#### [Extrait du texte]
════════

Trente-neuf «fusillades de masse» en vingt-trois jours, dont six ayant fait plus de quatre morts, ce qui en fait des «tueries de masse» : en ce début d’année 2023, les Etats-Unis continuent d’être endeuillés par la violence armée.
Chaque jour, la violence armée emporte plus de 130 vies aux Etats-Unis. Dans l’anonymat, la plupart du temps. Sous les feux de l’actualité, parfois, lorsque le tireur, presque toujours un homme, abat en quelques minutes 5, 10 ou 20 victimes.
Aucun Etat n’est épargné, des plus favorables aux armes comme le Texas, où 21 personnes dont 19 enfants ont été tuées en mai dernier dans une école primaire d’Uvalde, aux plus stricts comme la Californie, touchée samedi et lundi par deux tueries qui ont fait 18 victimes.

════════

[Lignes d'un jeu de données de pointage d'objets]
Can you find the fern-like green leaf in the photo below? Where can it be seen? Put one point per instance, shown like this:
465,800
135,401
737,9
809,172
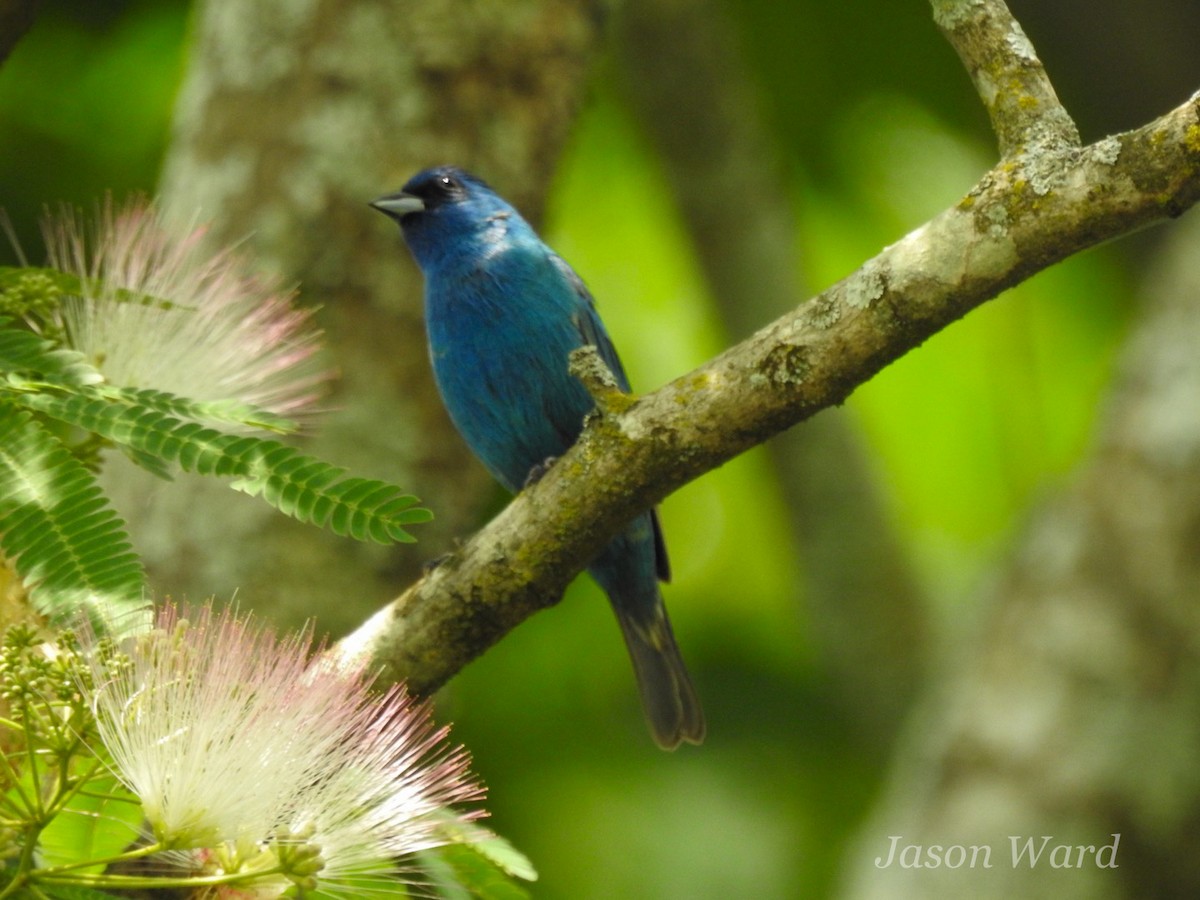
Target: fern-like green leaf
23,352
33,291
65,541
298,485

════════

#### [Exercices à faire]
(A) Pour chacune des affirmations (i), (ii) et (iii), dites si elle concorde avec l'extrait sur la violence armée aux États-Unis, en répondant par oui ou non et en citant fidèlement les mots de l'extrait qui tranchent. (i) Plus de 130 personnes meurent chaque jour de la violence armée aux États-Unis. (ii) La tuerie d'Uvalde s'est produite dans un lycée. (iii) Les deux tueries survenues en Californie ont fait 18 victimes.
(B) Poursuivez l'extrait sur la violence armée aux États-Unis à partir de sa dernière phrase.
Ces enregistrements proviennent d'une autre source.

#### [Réponses par exercice]
(A)
(i) Oui : « Chaque jour, la violence armée emporte plus de 130 vies aux Etats-Unis ».
(ii) Non : « dans une école primaire d’Uvalde ».
(iii) Oui : « deux tueries qui ont fait 18 victimes ».

(B)
«Le fléau de la violence par armes à feu en Amérique demande une action plus forte», a martelé mardi Joe Biden après la tuerie perpétrée la veille à Half Moon Bay, au sud de San Francisco.
Condamnant un «nouvel acte de violence insensé», le président américain a exhorté le «Congrès à agir rapidement» pour bannir les fusils d’assaut. Un appel rituel mais qui, une fois de plus, restera vain car les élus républicains - et certains démocrates - y sont farouchement opposés, au nom de la défense du droit constitutionnel à détenir des armes.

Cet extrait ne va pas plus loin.